CONSIGNE: Prolongez le témoignage sur la prostitution en reprenant juste après sa dernière phrase.

EXTRAIT DU DOCUMENT:
* * *

En fait, très rapidement, un rideau s’est installé. J’ai été obligée de me blinder. Après, j’ai mis longtemps à me déblinder. Le sexe joyeux d’avant était devenu quelque chose de naze, de dégoûtant, de triste.

On a mis des petites annonces dans les journaux gratuits avec mon numéro de téléphone. On allait à deux aux rendez-vous, avec ma copine. C’était une sécurité, surtout affectivement. La première passe, on la faisait à deux (en demandant 1 000 francs[[Soit un peu plus de 150 euros.]] chacune) et on se faisait inviter dans un restau chic, ce qui nous permettait de sonder les types. Eux étaient contents de nous montrer. C’étaient des hommes mariés, ils nous faisaient des petits cadeaux, nous prenaient pour des maîtresses. Ces types ne me plaisaient pas mais n’étaient pas immondes non plus : des hommes plutôt installés, avec de belles situations.

J’ai toujours limité. Je voulais juste de quoi payer mon loyer et améliorer un peu le quotidien. Je m’en suis tenue à une petite quinzaine d’hommes, dont beaucoup d’habitués. Il y avait beaucoup de trompe-l’œil : on les faisait payer à la fin, et pas avant, pour leur donner l’illusion d’être avec une maîtresse. Du coup, certains «oubliaient», style «pas de ça entre nous». J’étais obligée de leur rappeler. Ce moment de l’échange d’argent était toujours extrêmement pénible ; mais c’était pire quand il fallait réclamer.

Les clients, une vraie corvée

Au lit, ils étaient lambda. Des types ordinaires, un sexisme ordinaire. Rien de traumatisant. L’image qu’ils avaient des femmes, c’est l’image qu’ont beaucoup d’hommes dans la société. Un jour, il y en a un qui m’a fait la conversation et qui m’a dit : L’entropie, tu ne sais pas ce que c’est. Je le savais, donc je lui ai expliqué. Du coup, il n’a plus voulu. Il fallait que je lui sois inférieure, que je corresponde à son fantasme de la femme. Pas question de lui tenir la dragée haute sur le plan intellectuel. En gros, j’étais censée boire leurs paroles. Il fallait qu’ils aient l’impression d’être des rois ; et des initiateurs, d’où leur goùt pour les très jeunes filles.

* * *

DONNÉES EXTRAITES:

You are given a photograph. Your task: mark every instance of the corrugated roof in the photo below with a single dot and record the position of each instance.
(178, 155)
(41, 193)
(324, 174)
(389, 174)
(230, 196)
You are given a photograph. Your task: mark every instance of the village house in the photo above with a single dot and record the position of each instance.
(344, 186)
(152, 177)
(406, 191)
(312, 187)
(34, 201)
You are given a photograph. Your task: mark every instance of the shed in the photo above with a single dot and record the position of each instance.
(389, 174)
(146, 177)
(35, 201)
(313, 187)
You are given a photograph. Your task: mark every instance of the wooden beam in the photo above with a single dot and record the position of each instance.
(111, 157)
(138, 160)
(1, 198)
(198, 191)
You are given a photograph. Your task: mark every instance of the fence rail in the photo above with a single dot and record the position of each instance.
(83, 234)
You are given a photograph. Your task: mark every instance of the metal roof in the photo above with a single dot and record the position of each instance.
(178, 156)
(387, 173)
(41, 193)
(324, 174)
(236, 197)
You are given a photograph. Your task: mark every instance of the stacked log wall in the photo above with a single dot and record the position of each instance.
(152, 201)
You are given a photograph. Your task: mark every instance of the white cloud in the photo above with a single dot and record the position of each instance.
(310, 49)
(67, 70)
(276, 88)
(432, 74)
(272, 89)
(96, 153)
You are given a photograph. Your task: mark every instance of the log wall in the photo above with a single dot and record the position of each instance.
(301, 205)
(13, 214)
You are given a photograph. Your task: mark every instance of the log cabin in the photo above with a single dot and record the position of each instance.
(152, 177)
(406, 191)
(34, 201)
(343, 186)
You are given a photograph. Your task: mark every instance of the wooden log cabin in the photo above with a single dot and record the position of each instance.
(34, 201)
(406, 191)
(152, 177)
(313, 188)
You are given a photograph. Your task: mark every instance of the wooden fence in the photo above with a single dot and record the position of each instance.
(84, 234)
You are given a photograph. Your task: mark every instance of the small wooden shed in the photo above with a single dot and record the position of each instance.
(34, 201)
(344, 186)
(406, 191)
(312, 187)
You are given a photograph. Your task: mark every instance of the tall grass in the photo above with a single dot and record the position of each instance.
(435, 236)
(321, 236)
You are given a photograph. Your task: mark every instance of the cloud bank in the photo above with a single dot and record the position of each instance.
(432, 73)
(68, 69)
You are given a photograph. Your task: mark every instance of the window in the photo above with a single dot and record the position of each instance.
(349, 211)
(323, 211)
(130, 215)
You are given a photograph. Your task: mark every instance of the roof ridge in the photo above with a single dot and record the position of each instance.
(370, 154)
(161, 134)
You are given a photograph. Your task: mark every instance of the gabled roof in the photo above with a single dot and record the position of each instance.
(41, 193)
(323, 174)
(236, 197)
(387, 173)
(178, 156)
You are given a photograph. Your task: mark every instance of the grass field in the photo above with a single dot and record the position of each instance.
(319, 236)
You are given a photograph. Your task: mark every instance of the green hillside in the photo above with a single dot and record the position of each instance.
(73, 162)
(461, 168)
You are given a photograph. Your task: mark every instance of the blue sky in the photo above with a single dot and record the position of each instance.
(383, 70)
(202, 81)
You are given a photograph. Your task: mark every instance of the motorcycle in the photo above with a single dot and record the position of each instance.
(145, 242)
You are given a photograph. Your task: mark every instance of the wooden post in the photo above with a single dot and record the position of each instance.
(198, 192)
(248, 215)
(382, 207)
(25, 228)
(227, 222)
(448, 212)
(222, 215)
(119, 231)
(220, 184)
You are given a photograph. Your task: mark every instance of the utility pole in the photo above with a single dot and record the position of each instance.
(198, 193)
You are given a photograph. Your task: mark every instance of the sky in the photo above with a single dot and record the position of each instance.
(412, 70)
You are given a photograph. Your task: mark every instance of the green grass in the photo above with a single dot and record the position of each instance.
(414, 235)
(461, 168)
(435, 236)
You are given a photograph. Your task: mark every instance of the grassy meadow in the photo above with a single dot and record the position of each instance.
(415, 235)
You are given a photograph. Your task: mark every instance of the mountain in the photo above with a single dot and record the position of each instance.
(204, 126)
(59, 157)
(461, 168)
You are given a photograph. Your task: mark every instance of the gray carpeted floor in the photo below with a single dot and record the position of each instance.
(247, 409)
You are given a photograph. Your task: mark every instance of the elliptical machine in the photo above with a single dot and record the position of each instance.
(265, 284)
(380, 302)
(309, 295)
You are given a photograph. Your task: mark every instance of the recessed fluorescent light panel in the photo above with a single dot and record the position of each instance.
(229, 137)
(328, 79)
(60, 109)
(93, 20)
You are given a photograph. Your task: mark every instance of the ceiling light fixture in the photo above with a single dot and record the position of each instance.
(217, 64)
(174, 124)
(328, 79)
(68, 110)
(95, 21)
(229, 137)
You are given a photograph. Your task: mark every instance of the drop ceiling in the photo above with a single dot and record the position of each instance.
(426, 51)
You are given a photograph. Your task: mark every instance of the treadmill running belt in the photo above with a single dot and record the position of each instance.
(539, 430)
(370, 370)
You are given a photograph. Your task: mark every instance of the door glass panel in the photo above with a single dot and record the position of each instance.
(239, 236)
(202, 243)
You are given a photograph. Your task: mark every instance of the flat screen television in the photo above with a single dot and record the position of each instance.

* * *

RÉSULTAT:
Avec le recul, je les vois comme très médiocres. Je les confonds d’ailleurs, impossible de les distinguer. Mais je garde des souvenirs : le jour où un type, un psychiatre d’une cinquantaine d’années (celui-là n’était pas marié) nous a emmenées chez lui. Quand on est arrivées, ma copine s’est aperçue qu’elle était déjà venue dans cet appartement pour réviser son bac avec la fille du type. Quant il a compris qu’il avait affaire à une copine de sa fille, il a été excité comme un fou.

Il y avait aussi des mecs qui voulaient me sauver. Des types qui venaient chez moi, mais qui se dépêchaient de m’emmener à l’hôtel quand ils voyaient ma chambre de bonne pourrie ; en restant, ils n’auraient pas pu se cacher la misère dans laquelle je vivais. Certains m’ont proposé de me payer un studio. J’ai toujours dit non, heureusement. Ils m’auraient tenue. Il y a aussi eu un client, un petit employé, qui a tenté de faire le proxénète. Je lui ai balancé un coup de bombe lacrymo.

Une fois, on a fait le trottoir à Nation. On s’arrangeait pour sélectionner. Quand le type ne nous plaisait pas, on annonçait un prix élevé pour qu’il dégage. On s’est d’ailleurs fait virer aussitôt par les filles, très jeunes, qui étaient là : des cadavres ambulants, mais sollicitées par plein de types ! Une autre fois, on a essayé une agence d’escortes. Une expérience ultra-courte : dans un dîner de chasseurs, on a explosé et on est parties à grand fracas en les traitant de connards…

Un jour, j’ai aussi fait un client maso. Mais les masos, je n’y arrivais pas. Là, ça m’aurait complètement détruite. J’ai eu des copines qui s’étaient spécialisées. Une m’expliquait qu’il fallait obéir à un scénario ultra-précis.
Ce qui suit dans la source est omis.